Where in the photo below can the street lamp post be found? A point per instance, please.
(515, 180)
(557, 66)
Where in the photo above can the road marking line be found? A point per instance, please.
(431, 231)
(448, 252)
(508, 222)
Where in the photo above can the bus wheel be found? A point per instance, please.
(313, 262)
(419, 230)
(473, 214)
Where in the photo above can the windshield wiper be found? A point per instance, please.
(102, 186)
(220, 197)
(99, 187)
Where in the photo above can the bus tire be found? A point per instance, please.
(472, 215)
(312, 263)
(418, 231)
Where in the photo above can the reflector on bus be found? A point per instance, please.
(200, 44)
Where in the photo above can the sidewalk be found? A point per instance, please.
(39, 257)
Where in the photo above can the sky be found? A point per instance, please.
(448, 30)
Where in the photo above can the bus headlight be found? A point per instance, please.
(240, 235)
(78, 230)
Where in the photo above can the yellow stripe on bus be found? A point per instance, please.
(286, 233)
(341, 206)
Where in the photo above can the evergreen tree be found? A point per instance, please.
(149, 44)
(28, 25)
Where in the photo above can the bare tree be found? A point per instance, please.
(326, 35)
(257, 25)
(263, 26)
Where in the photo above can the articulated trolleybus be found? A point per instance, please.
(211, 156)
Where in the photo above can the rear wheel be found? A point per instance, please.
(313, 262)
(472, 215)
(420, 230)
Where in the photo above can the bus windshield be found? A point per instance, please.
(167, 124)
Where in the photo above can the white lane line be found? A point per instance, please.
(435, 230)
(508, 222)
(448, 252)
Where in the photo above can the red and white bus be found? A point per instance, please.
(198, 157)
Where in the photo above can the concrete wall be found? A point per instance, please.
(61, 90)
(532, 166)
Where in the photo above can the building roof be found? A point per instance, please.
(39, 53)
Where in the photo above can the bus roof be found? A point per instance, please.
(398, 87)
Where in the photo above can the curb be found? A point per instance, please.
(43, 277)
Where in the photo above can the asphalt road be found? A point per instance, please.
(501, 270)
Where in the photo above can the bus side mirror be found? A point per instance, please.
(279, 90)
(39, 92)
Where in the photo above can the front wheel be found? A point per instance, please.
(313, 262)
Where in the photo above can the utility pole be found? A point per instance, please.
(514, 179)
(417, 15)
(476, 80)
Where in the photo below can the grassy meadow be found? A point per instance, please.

━━━━━━━━━━

=== GOAL ===
Copy out the rows above, from the line containing "Where in the photo above can the utility" through the last row, with nothing changed.

=== IN RESPONSE ===
Where in the photo above can the utility pole be found? A point per instance, please.
(514, 179)
(417, 15)
(476, 80)
Where in the photo below can the grassy meadow be found? A point per instance, please.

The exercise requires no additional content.